Work to be completed:
From the material below, copy every line in which the word "fedora" occurs.

=-=-=

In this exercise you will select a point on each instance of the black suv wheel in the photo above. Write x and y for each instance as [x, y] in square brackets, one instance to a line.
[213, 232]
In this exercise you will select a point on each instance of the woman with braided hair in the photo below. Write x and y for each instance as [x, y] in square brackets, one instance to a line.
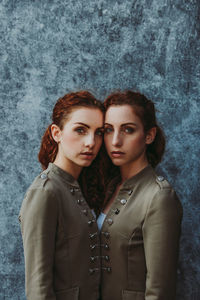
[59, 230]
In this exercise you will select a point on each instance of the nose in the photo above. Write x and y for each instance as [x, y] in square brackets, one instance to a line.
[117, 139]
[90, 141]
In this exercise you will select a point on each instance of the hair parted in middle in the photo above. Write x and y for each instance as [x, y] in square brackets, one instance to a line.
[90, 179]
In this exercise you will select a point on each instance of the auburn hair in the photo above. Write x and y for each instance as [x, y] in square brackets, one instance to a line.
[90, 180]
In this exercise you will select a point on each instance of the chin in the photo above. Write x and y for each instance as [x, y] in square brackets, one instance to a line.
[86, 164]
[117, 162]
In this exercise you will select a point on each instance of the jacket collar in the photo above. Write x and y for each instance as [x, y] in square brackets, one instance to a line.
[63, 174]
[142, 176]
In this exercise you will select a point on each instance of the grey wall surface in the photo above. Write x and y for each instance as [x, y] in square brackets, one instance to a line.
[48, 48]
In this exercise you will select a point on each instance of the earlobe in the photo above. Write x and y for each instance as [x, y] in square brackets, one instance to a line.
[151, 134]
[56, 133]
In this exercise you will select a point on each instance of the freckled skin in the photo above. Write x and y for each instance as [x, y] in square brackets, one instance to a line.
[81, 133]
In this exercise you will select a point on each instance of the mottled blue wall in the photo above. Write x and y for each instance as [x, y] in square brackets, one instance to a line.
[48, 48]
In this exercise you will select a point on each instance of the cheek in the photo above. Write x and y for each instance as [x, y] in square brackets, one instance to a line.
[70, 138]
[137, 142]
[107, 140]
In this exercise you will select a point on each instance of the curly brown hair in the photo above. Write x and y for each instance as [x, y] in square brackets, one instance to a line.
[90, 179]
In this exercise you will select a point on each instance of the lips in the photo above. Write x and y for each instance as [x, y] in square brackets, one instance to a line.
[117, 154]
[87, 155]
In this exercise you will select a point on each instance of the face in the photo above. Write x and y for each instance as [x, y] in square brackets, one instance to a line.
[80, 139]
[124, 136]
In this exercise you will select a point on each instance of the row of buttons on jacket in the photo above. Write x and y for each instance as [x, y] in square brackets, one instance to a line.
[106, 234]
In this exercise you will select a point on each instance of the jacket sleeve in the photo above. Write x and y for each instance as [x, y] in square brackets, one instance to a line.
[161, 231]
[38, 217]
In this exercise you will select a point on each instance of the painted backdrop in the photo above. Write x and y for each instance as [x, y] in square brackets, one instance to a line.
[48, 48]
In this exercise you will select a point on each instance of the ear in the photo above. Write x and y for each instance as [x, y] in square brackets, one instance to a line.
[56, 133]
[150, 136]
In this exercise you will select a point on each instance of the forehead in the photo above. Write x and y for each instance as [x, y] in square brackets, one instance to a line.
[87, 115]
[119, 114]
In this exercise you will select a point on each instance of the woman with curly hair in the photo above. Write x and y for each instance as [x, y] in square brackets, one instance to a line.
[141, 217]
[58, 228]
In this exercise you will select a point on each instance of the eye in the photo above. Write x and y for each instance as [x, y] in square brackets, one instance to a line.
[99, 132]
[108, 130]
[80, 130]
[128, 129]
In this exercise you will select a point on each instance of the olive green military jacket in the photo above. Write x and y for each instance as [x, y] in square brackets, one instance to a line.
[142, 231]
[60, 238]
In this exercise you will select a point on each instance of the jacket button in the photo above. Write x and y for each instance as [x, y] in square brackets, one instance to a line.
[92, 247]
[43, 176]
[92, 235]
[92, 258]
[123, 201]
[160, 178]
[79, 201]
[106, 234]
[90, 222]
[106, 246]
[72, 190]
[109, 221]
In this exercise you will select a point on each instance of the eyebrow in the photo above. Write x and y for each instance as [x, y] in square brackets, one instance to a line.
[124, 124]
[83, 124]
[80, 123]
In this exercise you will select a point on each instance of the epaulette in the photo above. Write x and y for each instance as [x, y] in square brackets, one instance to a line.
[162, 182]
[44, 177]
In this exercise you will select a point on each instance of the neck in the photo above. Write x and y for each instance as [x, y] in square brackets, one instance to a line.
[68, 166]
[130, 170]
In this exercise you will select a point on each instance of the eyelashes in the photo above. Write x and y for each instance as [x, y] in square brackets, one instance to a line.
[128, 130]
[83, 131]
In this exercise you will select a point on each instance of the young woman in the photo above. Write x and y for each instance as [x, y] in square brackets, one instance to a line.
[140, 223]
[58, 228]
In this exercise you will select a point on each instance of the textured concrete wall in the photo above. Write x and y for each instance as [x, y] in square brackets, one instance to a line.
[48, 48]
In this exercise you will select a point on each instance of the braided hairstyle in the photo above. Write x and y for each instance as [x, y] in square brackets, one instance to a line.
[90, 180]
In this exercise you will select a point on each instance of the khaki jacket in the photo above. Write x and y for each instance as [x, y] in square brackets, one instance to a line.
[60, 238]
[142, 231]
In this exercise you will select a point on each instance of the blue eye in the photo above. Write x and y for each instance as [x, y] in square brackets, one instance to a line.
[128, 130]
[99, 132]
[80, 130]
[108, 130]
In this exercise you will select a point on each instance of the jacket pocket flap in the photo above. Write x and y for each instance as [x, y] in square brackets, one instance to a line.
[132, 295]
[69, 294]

=-=-=

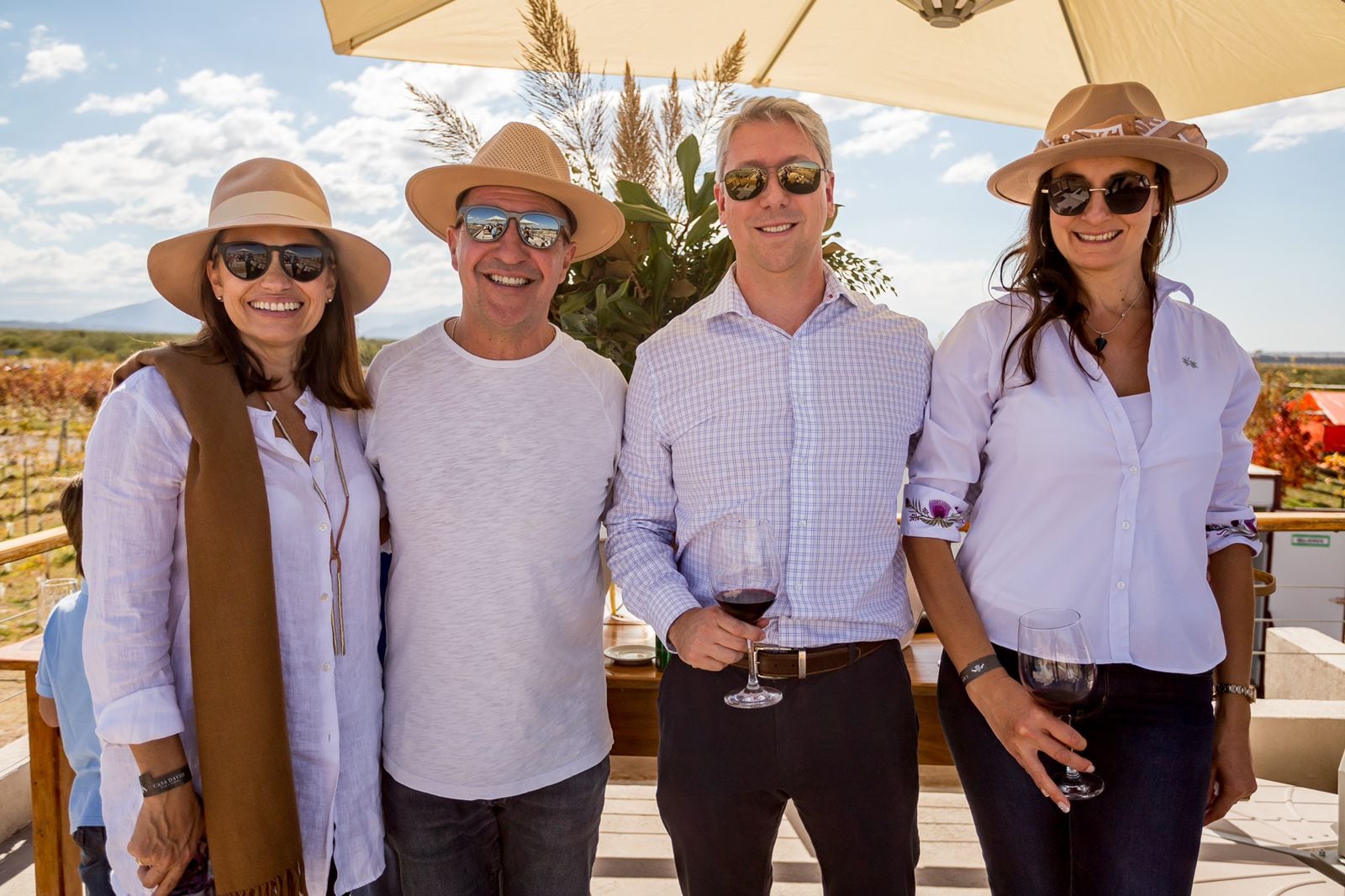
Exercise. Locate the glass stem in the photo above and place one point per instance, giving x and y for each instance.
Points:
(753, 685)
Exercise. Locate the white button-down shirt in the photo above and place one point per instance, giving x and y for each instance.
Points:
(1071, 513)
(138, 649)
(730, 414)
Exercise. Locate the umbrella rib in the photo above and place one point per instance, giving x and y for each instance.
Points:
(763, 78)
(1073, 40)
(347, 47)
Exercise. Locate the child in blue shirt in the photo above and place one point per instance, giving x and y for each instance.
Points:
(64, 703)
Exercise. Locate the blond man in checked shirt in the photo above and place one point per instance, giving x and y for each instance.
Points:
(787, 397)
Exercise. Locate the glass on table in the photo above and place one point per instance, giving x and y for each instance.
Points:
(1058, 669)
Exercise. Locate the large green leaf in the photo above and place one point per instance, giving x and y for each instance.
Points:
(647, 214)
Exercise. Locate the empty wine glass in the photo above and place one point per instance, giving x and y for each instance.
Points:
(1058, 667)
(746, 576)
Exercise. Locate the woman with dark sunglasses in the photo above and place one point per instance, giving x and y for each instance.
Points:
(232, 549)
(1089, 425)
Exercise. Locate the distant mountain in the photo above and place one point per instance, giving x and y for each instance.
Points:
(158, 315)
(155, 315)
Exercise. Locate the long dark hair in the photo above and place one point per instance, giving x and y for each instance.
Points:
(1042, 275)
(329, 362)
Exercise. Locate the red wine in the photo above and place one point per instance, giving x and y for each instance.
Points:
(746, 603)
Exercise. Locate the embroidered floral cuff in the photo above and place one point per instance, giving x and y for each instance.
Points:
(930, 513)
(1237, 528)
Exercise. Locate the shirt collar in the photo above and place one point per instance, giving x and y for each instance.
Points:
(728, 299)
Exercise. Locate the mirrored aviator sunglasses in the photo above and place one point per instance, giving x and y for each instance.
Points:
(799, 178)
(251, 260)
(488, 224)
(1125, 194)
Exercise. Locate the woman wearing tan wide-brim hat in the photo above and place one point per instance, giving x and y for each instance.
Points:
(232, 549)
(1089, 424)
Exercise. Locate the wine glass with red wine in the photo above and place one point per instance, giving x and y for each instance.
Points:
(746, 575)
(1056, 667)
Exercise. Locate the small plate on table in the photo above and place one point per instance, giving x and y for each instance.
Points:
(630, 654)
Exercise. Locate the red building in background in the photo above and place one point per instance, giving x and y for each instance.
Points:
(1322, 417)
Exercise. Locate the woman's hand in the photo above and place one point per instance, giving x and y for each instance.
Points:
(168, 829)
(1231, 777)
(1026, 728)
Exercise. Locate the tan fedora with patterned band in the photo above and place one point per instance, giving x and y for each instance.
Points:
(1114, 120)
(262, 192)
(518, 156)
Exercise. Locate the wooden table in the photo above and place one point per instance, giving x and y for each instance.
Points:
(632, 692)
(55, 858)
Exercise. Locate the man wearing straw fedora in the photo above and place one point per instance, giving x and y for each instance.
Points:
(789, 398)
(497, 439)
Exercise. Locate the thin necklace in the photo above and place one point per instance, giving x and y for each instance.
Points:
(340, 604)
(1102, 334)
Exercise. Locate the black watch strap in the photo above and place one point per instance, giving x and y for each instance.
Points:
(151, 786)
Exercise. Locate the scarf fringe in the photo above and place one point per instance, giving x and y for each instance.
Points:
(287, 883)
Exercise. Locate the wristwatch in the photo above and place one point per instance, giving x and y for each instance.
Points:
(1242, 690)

=-=-=

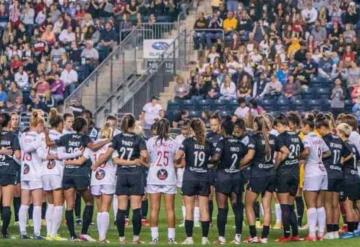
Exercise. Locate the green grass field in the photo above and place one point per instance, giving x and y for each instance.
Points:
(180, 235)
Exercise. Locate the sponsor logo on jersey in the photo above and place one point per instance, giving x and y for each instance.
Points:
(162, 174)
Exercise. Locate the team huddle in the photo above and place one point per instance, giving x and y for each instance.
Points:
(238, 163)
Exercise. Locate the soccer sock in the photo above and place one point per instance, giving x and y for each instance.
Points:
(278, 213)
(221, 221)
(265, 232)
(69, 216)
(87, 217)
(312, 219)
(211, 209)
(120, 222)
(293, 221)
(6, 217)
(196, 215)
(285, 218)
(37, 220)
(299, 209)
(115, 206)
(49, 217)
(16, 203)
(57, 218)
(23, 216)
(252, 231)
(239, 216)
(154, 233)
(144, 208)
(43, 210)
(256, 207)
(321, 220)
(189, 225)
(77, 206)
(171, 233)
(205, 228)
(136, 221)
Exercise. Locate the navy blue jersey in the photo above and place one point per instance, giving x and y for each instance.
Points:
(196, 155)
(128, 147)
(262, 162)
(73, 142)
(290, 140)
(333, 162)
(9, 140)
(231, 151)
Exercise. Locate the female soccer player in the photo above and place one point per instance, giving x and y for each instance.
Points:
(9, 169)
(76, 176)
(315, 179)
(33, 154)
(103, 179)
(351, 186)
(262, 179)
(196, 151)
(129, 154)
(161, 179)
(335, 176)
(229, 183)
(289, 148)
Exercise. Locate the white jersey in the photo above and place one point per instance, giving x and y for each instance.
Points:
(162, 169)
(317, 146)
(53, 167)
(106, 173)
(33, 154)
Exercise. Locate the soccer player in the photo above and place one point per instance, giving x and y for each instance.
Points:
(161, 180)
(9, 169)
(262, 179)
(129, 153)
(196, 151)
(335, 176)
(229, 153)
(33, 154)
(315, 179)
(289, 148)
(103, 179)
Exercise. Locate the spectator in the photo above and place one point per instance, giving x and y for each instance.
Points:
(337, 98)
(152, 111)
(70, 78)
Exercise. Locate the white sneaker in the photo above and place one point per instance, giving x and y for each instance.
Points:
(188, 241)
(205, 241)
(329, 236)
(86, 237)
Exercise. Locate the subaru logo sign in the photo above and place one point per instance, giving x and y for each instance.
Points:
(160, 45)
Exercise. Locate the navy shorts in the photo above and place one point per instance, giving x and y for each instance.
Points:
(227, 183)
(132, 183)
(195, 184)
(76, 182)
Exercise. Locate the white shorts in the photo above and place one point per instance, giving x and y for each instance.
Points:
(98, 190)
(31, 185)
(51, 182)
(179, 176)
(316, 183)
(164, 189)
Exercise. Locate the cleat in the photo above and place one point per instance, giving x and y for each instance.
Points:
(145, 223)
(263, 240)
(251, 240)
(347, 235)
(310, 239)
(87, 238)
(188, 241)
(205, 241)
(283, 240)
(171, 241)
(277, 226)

=-=-=

Expected answer:
Exercise. Locate the tan fedora with patterned band in the photo above and place one point per instance, giving x and y for each instance.
Exercise. Locate the man wearing straw fedora in the photo above and place one point per instance, giving x and y for each instance.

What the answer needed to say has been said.